### REQUIRED WORK
Gather every line of the records below that contains the string "football", copying each line in full. The match is case-sensitive.

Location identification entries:
+++

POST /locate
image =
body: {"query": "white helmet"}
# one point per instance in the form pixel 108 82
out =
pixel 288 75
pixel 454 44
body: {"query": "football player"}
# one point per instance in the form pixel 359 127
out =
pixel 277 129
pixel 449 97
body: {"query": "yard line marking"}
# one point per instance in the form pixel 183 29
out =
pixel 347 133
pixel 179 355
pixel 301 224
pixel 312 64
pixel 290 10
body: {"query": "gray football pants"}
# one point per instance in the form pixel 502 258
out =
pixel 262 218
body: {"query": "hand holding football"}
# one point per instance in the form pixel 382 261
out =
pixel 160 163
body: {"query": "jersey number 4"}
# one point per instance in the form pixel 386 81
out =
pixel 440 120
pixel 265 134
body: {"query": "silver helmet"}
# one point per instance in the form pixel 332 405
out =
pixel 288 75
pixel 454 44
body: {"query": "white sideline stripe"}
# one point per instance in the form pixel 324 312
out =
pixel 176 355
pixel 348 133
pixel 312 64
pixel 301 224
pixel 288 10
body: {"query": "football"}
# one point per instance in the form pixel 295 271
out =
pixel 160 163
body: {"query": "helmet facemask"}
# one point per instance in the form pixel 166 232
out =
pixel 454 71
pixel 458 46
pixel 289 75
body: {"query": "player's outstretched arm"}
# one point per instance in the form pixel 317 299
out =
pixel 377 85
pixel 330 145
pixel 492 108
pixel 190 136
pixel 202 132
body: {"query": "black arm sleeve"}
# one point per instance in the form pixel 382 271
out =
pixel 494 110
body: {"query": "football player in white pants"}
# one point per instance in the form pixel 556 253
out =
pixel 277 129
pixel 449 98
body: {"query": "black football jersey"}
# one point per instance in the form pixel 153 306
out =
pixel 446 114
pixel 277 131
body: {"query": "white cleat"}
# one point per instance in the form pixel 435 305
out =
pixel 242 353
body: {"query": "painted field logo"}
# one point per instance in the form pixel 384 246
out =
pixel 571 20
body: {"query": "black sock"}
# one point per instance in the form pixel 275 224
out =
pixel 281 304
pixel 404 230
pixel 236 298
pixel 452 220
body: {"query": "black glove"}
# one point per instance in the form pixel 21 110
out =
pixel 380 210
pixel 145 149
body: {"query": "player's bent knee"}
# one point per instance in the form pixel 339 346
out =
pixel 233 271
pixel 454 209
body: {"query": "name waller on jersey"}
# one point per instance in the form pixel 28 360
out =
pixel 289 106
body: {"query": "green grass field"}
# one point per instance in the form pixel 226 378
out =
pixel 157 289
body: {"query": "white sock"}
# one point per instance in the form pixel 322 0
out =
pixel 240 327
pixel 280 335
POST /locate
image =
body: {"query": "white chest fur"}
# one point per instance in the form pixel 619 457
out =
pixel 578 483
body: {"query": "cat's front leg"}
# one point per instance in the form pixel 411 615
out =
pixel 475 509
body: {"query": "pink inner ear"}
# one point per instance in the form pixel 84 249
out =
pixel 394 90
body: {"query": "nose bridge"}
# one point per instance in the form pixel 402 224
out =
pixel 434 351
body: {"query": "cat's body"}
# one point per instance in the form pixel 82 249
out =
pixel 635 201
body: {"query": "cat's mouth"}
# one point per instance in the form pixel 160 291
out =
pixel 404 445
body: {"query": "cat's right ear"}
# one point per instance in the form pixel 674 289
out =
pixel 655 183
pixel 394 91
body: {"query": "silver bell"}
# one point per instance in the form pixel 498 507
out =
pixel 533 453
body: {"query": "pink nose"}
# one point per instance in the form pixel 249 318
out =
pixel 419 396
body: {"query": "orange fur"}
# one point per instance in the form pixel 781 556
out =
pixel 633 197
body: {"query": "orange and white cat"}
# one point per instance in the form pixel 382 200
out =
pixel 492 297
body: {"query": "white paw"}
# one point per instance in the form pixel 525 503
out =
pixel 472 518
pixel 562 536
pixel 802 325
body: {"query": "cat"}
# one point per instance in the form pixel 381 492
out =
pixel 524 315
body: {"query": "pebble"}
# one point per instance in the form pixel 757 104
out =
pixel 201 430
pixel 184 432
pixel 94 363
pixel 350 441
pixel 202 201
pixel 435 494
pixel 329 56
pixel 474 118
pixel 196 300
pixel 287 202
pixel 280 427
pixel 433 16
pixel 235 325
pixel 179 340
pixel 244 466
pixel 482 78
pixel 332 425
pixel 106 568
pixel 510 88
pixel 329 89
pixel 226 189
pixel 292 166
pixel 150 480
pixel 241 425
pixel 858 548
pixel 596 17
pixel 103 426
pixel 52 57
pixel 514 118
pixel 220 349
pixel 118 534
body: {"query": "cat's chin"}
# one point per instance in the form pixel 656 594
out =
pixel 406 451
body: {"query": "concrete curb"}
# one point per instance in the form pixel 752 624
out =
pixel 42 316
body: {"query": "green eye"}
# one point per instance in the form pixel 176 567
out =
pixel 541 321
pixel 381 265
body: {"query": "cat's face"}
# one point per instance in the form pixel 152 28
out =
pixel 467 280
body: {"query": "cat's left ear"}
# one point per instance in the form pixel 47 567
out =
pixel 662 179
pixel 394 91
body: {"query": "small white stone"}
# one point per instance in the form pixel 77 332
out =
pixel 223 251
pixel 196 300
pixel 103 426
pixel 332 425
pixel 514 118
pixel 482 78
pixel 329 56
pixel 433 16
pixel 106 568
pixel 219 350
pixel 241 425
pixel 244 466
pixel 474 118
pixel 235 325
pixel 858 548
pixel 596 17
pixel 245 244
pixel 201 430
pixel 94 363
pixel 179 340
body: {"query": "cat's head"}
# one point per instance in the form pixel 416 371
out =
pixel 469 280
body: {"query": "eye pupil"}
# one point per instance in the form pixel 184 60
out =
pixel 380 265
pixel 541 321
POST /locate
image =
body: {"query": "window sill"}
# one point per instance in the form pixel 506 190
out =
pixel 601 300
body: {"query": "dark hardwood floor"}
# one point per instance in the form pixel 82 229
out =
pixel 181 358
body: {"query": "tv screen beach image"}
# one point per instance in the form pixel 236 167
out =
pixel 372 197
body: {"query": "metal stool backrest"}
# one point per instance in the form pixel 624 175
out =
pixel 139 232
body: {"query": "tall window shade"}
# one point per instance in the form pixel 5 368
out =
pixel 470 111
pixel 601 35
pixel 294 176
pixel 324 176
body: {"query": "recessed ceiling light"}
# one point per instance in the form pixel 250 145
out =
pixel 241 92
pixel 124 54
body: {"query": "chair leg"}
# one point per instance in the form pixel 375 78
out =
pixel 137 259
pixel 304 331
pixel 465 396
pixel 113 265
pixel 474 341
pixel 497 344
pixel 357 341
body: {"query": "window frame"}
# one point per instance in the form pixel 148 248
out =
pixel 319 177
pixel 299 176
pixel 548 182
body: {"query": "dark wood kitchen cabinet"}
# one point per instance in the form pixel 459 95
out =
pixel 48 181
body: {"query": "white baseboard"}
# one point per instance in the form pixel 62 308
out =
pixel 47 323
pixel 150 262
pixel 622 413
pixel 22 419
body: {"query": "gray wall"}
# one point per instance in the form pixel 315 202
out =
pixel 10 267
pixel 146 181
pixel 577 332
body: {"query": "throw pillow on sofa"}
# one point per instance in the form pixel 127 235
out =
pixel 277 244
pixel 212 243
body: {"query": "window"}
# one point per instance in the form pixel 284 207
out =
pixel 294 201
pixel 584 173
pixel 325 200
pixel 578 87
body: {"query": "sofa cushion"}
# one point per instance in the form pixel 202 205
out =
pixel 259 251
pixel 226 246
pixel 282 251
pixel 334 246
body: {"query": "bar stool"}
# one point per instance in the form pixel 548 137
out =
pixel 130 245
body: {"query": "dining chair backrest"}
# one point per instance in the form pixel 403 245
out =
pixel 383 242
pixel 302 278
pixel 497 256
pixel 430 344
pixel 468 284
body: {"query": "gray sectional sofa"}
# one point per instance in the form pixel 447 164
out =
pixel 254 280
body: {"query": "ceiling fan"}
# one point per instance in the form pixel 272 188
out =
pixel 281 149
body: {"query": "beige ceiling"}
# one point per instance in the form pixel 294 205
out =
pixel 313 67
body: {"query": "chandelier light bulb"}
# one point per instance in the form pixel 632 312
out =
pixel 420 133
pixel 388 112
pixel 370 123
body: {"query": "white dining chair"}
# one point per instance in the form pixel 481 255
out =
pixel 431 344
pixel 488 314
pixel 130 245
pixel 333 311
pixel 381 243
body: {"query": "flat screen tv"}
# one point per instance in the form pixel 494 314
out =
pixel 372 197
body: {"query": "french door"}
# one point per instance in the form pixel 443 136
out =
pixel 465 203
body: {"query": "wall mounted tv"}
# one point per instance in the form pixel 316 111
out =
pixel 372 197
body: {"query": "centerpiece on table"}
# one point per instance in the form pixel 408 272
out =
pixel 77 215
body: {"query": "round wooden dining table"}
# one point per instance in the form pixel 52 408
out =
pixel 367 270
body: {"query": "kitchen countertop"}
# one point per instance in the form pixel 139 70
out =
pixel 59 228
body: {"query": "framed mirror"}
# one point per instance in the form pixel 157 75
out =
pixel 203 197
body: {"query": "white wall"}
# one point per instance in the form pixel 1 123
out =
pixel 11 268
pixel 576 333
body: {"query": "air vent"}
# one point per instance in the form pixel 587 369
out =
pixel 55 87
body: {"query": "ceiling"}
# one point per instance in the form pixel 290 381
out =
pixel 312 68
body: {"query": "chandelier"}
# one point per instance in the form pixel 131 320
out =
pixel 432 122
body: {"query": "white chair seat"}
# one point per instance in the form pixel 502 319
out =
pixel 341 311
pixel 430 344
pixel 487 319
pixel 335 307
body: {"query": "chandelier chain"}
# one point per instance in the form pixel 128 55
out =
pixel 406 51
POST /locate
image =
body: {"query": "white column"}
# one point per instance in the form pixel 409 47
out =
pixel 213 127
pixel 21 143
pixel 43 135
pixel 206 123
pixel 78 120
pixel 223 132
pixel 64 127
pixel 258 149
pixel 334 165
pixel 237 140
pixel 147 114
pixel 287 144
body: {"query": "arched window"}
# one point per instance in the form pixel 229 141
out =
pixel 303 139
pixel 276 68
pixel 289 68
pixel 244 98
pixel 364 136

+++

### COMPLETE ANSWER
body: {"query": "football player"}
body: {"query": "gray football pants"}
body: {"query": "hand holding football"}
body: {"query": "football"}
body: {"query": "football player in white pants"}
body: {"query": "black football jersey"}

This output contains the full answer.